• **STATED EXERCISE**
Please show each line in the material below that contains the word "water".

-- Start of DATA RECORDS --

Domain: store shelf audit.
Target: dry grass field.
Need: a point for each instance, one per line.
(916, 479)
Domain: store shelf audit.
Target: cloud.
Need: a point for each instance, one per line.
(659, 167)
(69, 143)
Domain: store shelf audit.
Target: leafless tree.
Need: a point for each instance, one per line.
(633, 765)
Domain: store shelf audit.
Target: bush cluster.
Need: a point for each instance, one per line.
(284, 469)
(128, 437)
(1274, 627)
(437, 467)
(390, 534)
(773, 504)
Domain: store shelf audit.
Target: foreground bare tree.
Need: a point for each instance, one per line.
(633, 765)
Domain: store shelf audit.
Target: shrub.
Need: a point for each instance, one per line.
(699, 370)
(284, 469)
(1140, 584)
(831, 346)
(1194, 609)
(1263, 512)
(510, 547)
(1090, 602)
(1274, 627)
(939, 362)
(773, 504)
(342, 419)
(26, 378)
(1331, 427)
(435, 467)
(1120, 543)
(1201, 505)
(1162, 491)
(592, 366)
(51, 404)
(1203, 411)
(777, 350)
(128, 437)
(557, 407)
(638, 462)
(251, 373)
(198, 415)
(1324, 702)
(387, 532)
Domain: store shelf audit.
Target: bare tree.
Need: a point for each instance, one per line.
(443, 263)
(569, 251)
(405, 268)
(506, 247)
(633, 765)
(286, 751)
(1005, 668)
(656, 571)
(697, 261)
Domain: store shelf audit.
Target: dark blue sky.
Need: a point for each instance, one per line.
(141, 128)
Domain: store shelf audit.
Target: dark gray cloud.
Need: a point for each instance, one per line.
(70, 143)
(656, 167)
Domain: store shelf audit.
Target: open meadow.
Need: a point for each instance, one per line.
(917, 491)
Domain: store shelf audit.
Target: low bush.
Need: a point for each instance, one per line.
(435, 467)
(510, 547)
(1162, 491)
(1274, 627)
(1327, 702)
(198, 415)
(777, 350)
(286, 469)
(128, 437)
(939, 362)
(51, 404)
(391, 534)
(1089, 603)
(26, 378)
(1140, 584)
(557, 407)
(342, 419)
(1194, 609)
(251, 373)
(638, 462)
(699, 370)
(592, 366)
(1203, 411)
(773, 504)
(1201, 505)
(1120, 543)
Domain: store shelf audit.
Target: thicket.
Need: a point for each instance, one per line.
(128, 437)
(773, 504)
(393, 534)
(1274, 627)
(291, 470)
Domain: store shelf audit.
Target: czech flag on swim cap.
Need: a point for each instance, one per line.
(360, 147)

-- End of DATA RECORDS --
-- Start of DATA RECORDS --

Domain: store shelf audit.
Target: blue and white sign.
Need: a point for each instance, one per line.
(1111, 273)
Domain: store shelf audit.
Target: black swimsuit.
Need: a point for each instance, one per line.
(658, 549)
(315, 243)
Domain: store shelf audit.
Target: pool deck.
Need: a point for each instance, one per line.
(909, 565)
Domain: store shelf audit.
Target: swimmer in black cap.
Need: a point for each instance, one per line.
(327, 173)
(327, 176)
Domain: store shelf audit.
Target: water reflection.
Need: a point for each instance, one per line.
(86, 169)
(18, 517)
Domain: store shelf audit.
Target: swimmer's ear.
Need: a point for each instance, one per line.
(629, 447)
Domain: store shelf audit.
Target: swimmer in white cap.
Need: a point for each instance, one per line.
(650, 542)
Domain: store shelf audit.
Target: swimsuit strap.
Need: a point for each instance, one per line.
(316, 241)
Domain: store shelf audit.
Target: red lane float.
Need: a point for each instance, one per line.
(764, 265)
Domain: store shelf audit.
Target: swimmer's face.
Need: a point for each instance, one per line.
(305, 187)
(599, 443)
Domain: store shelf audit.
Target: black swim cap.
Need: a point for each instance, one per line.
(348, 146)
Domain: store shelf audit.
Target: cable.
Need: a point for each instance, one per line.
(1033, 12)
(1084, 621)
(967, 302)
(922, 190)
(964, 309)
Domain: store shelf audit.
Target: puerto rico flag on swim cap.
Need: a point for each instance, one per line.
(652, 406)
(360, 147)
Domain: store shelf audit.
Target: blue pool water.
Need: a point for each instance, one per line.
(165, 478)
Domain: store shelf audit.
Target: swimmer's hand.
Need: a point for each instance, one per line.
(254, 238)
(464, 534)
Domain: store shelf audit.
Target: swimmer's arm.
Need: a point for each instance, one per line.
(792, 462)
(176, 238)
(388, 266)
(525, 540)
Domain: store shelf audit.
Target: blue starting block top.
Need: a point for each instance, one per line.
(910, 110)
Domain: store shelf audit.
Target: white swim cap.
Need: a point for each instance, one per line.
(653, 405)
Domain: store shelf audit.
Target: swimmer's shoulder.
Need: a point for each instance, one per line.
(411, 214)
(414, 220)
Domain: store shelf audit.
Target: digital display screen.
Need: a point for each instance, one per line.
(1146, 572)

-- End of DATA RECORDS --

• **RESULT BELOW**
Target: water reflection.
Target: blue pool water.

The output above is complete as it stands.